** Begin DATA PROVIDED **
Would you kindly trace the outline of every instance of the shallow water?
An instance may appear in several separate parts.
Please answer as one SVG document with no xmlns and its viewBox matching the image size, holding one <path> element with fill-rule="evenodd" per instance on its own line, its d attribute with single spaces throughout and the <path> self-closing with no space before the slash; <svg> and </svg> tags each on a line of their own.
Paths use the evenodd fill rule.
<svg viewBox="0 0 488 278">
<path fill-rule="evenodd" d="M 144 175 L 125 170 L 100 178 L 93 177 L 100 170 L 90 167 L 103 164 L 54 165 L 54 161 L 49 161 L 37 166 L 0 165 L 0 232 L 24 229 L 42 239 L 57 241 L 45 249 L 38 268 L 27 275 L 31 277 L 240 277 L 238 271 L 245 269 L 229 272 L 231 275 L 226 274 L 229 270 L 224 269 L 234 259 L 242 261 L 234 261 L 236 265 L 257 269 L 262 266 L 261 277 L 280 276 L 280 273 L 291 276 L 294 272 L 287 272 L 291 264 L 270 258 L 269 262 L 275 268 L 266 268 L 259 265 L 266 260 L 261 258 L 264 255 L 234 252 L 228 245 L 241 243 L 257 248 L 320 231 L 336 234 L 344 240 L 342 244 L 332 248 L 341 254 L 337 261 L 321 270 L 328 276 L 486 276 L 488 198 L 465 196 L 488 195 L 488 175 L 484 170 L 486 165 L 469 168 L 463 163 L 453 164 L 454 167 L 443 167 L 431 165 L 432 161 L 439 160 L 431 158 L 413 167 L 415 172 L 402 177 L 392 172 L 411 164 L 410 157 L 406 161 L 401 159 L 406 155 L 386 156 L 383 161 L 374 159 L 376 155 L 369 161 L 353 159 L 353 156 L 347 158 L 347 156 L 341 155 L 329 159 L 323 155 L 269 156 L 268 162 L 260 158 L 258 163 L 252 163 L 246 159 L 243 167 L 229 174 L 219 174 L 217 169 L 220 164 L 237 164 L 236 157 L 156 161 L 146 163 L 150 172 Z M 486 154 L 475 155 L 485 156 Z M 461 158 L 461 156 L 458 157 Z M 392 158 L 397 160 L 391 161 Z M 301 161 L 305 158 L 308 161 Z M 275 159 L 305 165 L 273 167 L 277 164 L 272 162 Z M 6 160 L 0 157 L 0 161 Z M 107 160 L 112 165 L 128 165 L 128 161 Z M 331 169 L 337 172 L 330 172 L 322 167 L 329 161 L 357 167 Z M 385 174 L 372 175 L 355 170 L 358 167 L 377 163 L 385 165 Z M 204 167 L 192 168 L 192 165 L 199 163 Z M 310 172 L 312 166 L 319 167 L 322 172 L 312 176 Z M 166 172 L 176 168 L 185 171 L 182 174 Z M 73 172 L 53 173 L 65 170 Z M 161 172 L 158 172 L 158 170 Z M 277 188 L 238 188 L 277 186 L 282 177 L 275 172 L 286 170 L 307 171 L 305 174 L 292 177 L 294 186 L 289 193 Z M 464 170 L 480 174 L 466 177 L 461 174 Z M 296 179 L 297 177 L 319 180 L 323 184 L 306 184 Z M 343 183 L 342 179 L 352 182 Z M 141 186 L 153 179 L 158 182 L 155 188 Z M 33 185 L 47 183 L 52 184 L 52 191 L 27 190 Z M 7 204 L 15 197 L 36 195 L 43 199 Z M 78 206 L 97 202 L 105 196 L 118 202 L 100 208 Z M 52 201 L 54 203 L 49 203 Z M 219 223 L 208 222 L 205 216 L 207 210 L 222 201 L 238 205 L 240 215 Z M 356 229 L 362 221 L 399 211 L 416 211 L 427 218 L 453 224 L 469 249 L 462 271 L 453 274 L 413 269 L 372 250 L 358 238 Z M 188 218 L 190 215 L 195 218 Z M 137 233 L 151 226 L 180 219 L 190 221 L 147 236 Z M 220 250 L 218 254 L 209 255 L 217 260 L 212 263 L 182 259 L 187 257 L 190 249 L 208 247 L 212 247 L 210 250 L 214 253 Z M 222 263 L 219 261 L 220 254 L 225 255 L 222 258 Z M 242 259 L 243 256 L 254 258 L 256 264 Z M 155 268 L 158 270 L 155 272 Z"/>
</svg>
** End DATA PROVIDED **
WORK TO COMPLETE: Rewrite the data above with "shallow water" swapped for "standing water" and nothing else altered.

TASK ANSWER:
Would you kindly trace the outline of every instance of the standing water?
An instance may appear in several separate parts.
Please answer as one SVG document with no xmlns and its viewBox matching the image size, holding one <path> element with fill-rule="evenodd" per instance on its own line, its d attribute with single spaces throughout and the <path> self-closing with no space before the slash; <svg> and </svg> tags each on a line of their own.
Paths use the evenodd fill rule.
<svg viewBox="0 0 488 278">
<path fill-rule="evenodd" d="M 144 175 L 125 170 L 100 178 L 93 177 L 100 170 L 90 167 L 103 164 L 54 165 L 54 161 L 49 161 L 37 166 L 0 165 L 0 232 L 24 229 L 42 239 L 57 241 L 45 249 L 38 268 L 27 275 L 31 277 L 240 277 L 238 271 L 245 269 L 229 272 L 231 275 L 226 274 L 229 270 L 224 269 L 234 259 L 242 261 L 234 261 L 236 265 L 257 269 L 262 266 L 261 277 L 280 276 L 280 273 L 291 276 L 294 272 L 287 272 L 291 264 L 270 258 L 269 262 L 275 268 L 266 268 L 259 265 L 266 260 L 261 258 L 264 255 L 234 252 L 228 245 L 241 243 L 257 248 L 320 231 L 336 234 L 344 240 L 342 244 L 332 248 L 341 254 L 337 261 L 321 270 L 328 276 L 486 276 L 488 198 L 465 196 L 488 195 L 488 175 L 484 170 L 486 165 L 469 168 L 463 163 L 453 164 L 454 167 L 443 167 L 431 165 L 432 161 L 439 160 L 431 158 L 413 167 L 415 172 L 402 177 L 392 172 L 411 164 L 410 157 L 406 161 L 401 159 L 406 155 L 386 156 L 383 161 L 374 159 L 376 155 L 369 161 L 353 159 L 353 156 L 347 158 L 347 156 L 341 155 L 329 159 L 323 155 L 269 156 L 268 162 L 260 158 L 258 163 L 252 163 L 246 159 L 243 167 L 229 174 L 219 174 L 217 169 L 220 164 L 237 164 L 236 157 L 156 161 L 146 163 L 150 172 Z M 486 154 L 475 155 L 485 156 Z M 461 158 L 461 156 L 458 157 Z M 392 158 L 397 160 L 391 161 Z M 301 161 L 305 158 L 308 161 Z M 275 159 L 305 165 L 273 167 L 277 164 L 272 162 Z M 6 160 L 0 157 L 0 161 Z M 107 160 L 112 165 L 128 165 L 128 161 Z M 331 169 L 337 172 L 330 172 L 322 167 L 329 161 L 357 167 Z M 385 174 L 372 175 L 355 170 L 358 167 L 377 163 L 385 165 Z M 204 167 L 192 168 L 192 165 L 199 163 Z M 310 172 L 312 166 L 319 167 L 322 172 L 312 176 Z M 166 172 L 176 168 L 185 171 L 182 174 Z M 73 172 L 53 173 L 65 170 Z M 161 172 L 158 172 L 158 170 Z M 277 188 L 238 188 L 277 186 L 282 177 L 275 172 L 286 170 L 307 171 L 305 174 L 292 177 L 294 186 L 289 193 Z M 464 170 L 480 174 L 466 177 L 461 174 Z M 296 179 L 297 177 L 319 180 L 323 184 L 306 184 Z M 343 183 L 342 179 L 352 182 Z M 141 186 L 153 179 L 158 182 L 155 188 Z M 33 185 L 47 183 L 52 184 L 52 191 L 27 190 Z M 7 204 L 15 197 L 36 195 L 43 199 Z M 78 206 L 97 202 L 105 196 L 118 202 L 100 208 Z M 52 201 L 54 203 L 49 203 Z M 219 223 L 208 222 L 205 216 L 207 210 L 222 201 L 238 205 L 240 215 Z M 356 229 L 362 221 L 399 211 L 416 211 L 427 218 L 453 224 L 469 249 L 462 271 L 453 274 L 413 269 L 372 250 L 358 238 Z M 188 218 L 190 215 L 195 218 Z M 137 233 L 151 226 L 180 219 L 190 221 L 147 236 Z M 220 250 L 218 254 L 209 255 L 217 260 L 212 263 L 182 259 L 187 257 L 190 249 L 208 247 L 212 247 L 210 250 L 214 253 Z M 222 263 L 219 261 L 220 254 L 225 255 L 222 258 Z M 242 259 L 243 256 L 254 258 L 256 264 Z M 155 268 L 158 270 L 155 272 Z"/>
</svg>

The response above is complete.